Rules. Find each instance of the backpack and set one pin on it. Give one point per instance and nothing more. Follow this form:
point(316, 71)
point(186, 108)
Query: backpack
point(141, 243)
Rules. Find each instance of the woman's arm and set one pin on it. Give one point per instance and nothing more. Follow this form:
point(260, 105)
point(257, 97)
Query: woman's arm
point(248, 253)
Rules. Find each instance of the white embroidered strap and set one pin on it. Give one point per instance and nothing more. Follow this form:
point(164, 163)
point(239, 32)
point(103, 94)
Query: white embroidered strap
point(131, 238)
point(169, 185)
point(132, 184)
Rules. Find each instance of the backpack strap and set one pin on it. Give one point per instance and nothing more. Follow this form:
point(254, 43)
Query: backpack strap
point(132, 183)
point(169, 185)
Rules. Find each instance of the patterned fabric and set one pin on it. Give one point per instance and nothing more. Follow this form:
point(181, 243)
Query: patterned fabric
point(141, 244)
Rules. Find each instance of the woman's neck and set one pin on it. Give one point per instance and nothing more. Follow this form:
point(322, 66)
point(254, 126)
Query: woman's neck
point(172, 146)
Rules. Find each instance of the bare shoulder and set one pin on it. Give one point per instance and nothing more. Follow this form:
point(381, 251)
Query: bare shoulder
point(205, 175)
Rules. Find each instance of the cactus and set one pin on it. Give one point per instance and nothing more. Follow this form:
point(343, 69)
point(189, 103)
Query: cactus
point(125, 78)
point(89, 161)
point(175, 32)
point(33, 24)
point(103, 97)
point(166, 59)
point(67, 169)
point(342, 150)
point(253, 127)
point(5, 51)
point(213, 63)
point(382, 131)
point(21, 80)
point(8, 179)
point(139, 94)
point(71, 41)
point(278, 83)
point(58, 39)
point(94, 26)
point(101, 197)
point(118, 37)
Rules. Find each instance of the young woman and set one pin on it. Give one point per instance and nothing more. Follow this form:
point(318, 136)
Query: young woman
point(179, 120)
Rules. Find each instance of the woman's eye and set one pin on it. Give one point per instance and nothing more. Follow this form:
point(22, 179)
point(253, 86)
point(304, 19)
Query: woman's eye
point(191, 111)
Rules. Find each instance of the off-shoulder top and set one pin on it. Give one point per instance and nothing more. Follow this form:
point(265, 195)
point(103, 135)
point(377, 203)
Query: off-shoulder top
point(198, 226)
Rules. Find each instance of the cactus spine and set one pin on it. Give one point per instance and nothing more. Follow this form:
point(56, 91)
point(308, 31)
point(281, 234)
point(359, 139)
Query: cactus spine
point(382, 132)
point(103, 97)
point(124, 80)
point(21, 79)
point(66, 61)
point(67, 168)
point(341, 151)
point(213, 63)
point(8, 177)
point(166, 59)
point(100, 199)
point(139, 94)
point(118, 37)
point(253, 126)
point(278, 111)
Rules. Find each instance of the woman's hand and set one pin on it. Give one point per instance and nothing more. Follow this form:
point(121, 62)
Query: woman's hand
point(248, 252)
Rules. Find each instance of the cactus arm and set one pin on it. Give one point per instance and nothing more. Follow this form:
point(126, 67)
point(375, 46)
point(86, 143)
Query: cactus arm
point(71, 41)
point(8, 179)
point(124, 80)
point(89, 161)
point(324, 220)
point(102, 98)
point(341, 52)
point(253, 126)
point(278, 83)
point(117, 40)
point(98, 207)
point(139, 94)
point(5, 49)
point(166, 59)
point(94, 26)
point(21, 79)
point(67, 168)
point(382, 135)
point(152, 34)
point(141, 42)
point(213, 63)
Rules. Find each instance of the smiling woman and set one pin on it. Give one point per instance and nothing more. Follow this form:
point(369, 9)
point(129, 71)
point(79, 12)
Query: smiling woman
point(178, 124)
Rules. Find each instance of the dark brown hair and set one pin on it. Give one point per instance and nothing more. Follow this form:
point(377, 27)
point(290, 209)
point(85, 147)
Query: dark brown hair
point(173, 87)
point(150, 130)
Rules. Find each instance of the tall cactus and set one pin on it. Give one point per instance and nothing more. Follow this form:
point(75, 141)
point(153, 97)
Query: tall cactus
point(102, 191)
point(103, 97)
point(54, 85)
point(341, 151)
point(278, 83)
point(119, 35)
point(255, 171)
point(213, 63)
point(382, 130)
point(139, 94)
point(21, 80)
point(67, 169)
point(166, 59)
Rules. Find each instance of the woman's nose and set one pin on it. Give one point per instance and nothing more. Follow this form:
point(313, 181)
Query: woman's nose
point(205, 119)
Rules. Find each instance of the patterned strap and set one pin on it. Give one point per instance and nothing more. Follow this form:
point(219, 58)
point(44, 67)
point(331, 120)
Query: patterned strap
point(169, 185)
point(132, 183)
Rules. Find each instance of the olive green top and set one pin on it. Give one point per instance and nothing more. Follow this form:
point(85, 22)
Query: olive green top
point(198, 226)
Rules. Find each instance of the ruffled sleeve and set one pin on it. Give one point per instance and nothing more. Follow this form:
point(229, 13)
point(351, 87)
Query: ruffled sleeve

== == ==

Exercise: Return every line of the items above without any change, from the first line to the last.

Answer to the exercise:
Rules. Find each instance of the backpack and set one pin on it. Give one point per instance and nothing more. Follow this form:
point(316, 71)
point(186, 108)
Query: backpack
point(141, 243)
Rules. Find each instance of the woman's arm and set one pin on it. Give one point per instance and nothing more. Follow this form:
point(260, 105)
point(257, 97)
Query: woman's arm
point(248, 253)
Rules. Find each instance of the white embroidered strap and set one pin on it. Give one point per instance and nothing more. Follow this form:
point(164, 163)
point(239, 32)
point(103, 94)
Query: white embroidered strap
point(131, 238)
point(169, 185)
point(132, 184)
Rules. Find each instance of the backpack strap and set one pin on it. Give one point per instance and nothing more. Follow this form:
point(254, 43)
Query: backpack strap
point(132, 183)
point(169, 185)
Rules. Find each instance of the patterned fabric and set one pin on it. Give one point per instance and nothing more. Follow this form:
point(181, 243)
Query: patterned fabric
point(141, 244)
Rules. Find each instance of the woman's neck and set one pin on it. Give one point per instance and nothing more. Follow this form:
point(322, 66)
point(254, 126)
Query: woman's neck
point(172, 146)
Rules. Find each instance of the bare shoulder and set one pin on it. Give one point per instance and nothing more. Follow this form:
point(381, 251)
Query: bare shoulder
point(205, 175)
Rules. Find each instance of the cactus and set one pin on it. Give one point per instance and nothing more. Follow this form:
point(343, 69)
point(189, 103)
Query: cactus
point(125, 78)
point(89, 161)
point(175, 32)
point(33, 24)
point(103, 97)
point(166, 59)
point(67, 169)
point(342, 150)
point(253, 127)
point(5, 51)
point(213, 63)
point(382, 131)
point(21, 80)
point(8, 179)
point(139, 94)
point(71, 41)
point(278, 83)
point(58, 39)
point(94, 26)
point(101, 197)
point(118, 37)
Rules. Find each instance of the young woman and set one pin on it. Give one point per instance and nothing more. Follow this form:
point(318, 136)
Query: young woman
point(179, 120)
Rules. Find each instance of the woman's eye and set one pin on it. Give one point per instance and nothing more. Follow this form:
point(22, 179)
point(253, 86)
point(304, 19)
Query: woman's eye
point(191, 111)
Rules. Find each instance of the off-shoulder top and set one pin on it. Give one point per instance and nothing more. Follow this form:
point(265, 195)
point(103, 135)
point(377, 203)
Query: off-shoulder top
point(198, 226)
Rules. Find each instance of the cactus spine and set one pin on it. Give one point per instance and nothing more. Follow this form:
point(56, 91)
point(308, 31)
point(281, 234)
point(359, 139)
Query: cactus spine
point(382, 132)
point(103, 97)
point(124, 80)
point(21, 79)
point(66, 61)
point(67, 168)
point(341, 151)
point(213, 63)
point(8, 177)
point(166, 59)
point(100, 199)
point(139, 94)
point(118, 37)
point(253, 126)
point(278, 111)
Rules. Find each instance of the woman's hand and set one pin on it. Give one point per instance and nothing more. Follow this form:
point(121, 62)
Query: woman's hand
point(248, 252)
Rules. Find each instance of the cactus arm and set one pin on it. Give one point per instance and nothing more. Follow this form:
point(126, 67)
point(375, 46)
point(86, 143)
Query: cactus arm
point(71, 41)
point(8, 179)
point(124, 80)
point(89, 161)
point(324, 220)
point(102, 98)
point(341, 52)
point(253, 126)
point(278, 83)
point(117, 40)
point(98, 207)
point(139, 94)
point(5, 49)
point(166, 59)
point(94, 26)
point(21, 79)
point(67, 168)
point(382, 135)
point(152, 34)
point(141, 42)
point(213, 63)
Rules. Find each instance of the smiling woman and set one pin on it. Give one point per instance and nothing more. Follow this form:
point(369, 9)
point(129, 71)
point(79, 12)
Query: smiling woman
point(178, 124)
Rules. Find each instance of the dark brown hair and set one pin on it. Give one point per instance and nothing more. Follow this form:
point(377, 27)
point(290, 209)
point(85, 147)
Query: dark brown hair
point(173, 87)
point(150, 130)
Rules. Find each instance of the tall cactus and set one pin on it. Give one point per instance and nothing more. Follow this form:
point(75, 141)
point(153, 97)
Query: tall cactus
point(102, 191)
point(103, 97)
point(54, 85)
point(341, 151)
point(278, 83)
point(119, 35)
point(255, 171)
point(213, 63)
point(382, 130)
point(139, 94)
point(21, 80)
point(67, 169)
point(166, 59)
Rules. Find each instance of the woman's nose and set one pin on it. Give one point per instance and nothing more. Follow this form:
point(313, 181)
Query: woman's nose
point(205, 119)
Rules. Find each instance of the patterned strap and set one pin on it. Give one point per instance and nothing more. Follow this form:
point(219, 58)
point(44, 67)
point(331, 120)
Query: patterned strap
point(169, 185)
point(132, 183)
Rules. Find each instance of the olive green top and set one pin on it. Give one point per instance and nothing more. Follow this form:
point(85, 22)
Query: olive green top
point(198, 226)
Rules. Find each instance of the ruffled sleeve and set one pin on it. Give one point per instance and nothing more. Follow this form:
point(229, 13)
point(351, 87)
Query: ruffled sleeve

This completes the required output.